▸ **FUENTE**:
----------------------------------------

Sin cortar sus tres cortometrajes (uno de los cuales, Les mistons, se encuentra entre lo mejor de su carrera), la filmografía de François Truffaut consta de veintidós películas. Tres de ellas –El niño salvaje, La noche americana, La habitación verde– lo tienen también como actor. Es un grupo significativo: si se hubiera reservado un papel en El hombre que amaba a las mujeres o La historia de Adela H (dejó marcada su ausencia con sendos cameos) habría rubricado con su cuerpo y su voz los cuatro temas sobre los que gira su obra: la infancia, el cine, la muerte y el amor. El cine según François Truffaut, el libro de entrevistas editado por Anne Gillain que acaba de publicar El cuenco de Plata, permite acercarse a la reflexión del director sobre estos temas y acceder a algo cada vez más inusual: el dominio profundo de una materia no mediado por las instituciones formales del conocimiento.

----------------------------------------

▸ **FILAS DE DATOS**:
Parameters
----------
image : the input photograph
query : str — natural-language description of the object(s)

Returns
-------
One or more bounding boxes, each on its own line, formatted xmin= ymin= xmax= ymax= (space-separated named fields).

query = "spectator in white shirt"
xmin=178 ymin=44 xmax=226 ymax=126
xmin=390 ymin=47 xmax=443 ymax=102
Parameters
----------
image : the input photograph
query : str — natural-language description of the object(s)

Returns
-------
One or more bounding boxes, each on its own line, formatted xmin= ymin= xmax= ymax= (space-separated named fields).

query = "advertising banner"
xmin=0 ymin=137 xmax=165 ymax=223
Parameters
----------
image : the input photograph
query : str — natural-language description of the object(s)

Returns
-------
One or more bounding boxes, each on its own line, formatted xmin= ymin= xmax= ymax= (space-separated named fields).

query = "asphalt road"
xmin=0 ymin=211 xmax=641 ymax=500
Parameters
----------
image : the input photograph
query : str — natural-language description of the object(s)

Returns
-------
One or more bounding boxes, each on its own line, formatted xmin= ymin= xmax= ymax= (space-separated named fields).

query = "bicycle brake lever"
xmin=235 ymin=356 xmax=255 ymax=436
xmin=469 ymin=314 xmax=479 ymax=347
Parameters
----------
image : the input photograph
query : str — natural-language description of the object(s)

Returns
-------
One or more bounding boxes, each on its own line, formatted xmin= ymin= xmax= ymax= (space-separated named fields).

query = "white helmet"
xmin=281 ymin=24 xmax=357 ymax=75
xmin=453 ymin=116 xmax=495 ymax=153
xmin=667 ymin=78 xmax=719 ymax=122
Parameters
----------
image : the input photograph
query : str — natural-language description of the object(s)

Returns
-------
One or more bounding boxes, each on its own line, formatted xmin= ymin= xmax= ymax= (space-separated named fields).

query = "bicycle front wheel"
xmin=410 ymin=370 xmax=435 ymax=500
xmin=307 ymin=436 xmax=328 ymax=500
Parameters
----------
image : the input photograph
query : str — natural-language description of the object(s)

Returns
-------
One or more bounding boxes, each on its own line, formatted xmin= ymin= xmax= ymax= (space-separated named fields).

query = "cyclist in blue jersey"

----------------------------------------

▸ **TRABAJO SOLICITADO**:
- 1) Responde estas preguntas sobre el texto acerca de Truffaut:
(a) ¿En qué tres películas de Truffaut aparece él también como actor?
(b) ¿Cuáles son los cuatro temas sobre los que gira su obra?
(c) ¿Quién editó el libro de entrevistas y qué editorial acaba de publicarlo?
- 2) Escribe la continuación del texto sobre Truffaut a partir de su última oración.
Los datos provienen de un origen distinto al del texto.

▸ **RESULTADOS POR TAREA**:
- 1)
(a) El niño salvaje, La noche americana y La habitación verde.
(b) La infancia, el cine, la muerte y el amor.
(c) Lo editó Anne Gillain y lo publicó El cuenco de Plata.

- 2)
La voz de Truffaut es la de alguien que elaboró sus ideas en el trato cotidiano con aquello que aspiraba a conocer, desde muy joven, eligiendo maestros por fuera de los claustros y padres por fuera de la familia. Lo que sabe del cine proviene fundamentalmente de las revistas y de las salas. De la lectura y el ejercicio precoz de la crítica y de sus días como habitué de la Cinemateca. Dicho en nombres propios: de Bazin y Langlois. Del primero toma su impulso ensayístico. Del segundo, la amplitud de su curiosidad. De los dos, estas convicciones enlazadas: que el cine tiene una importancia estética y cultural todavía no instituida y que hay una batalla para dar en pos de ella. En sus años como crítico, en el movimiento mismo de su prosa, tropezando a veces, como ocurre siempre que alguien se deja guiar por una causa todavía en construcción, Truffaut llegó a unas ideas que supieron ser a la vez iluminadoras y vitales (de ahí también su ferocidad). A los veintiséis años, cuando filma Los 400 golpes, es ya un erudito y puede hablar con soltura sobre distintos aspectos del cine. No sorprende que las entrevistas –que empiezan en 1959, con el éxito de su primer largometraje, y llegan a octubre de 1983, un año antes de su muerte– lo muestren tan preciso, tan lleno de ideas, y que a menudo produzcan la sospecha de que funcionan como extensión de su tarea crítica.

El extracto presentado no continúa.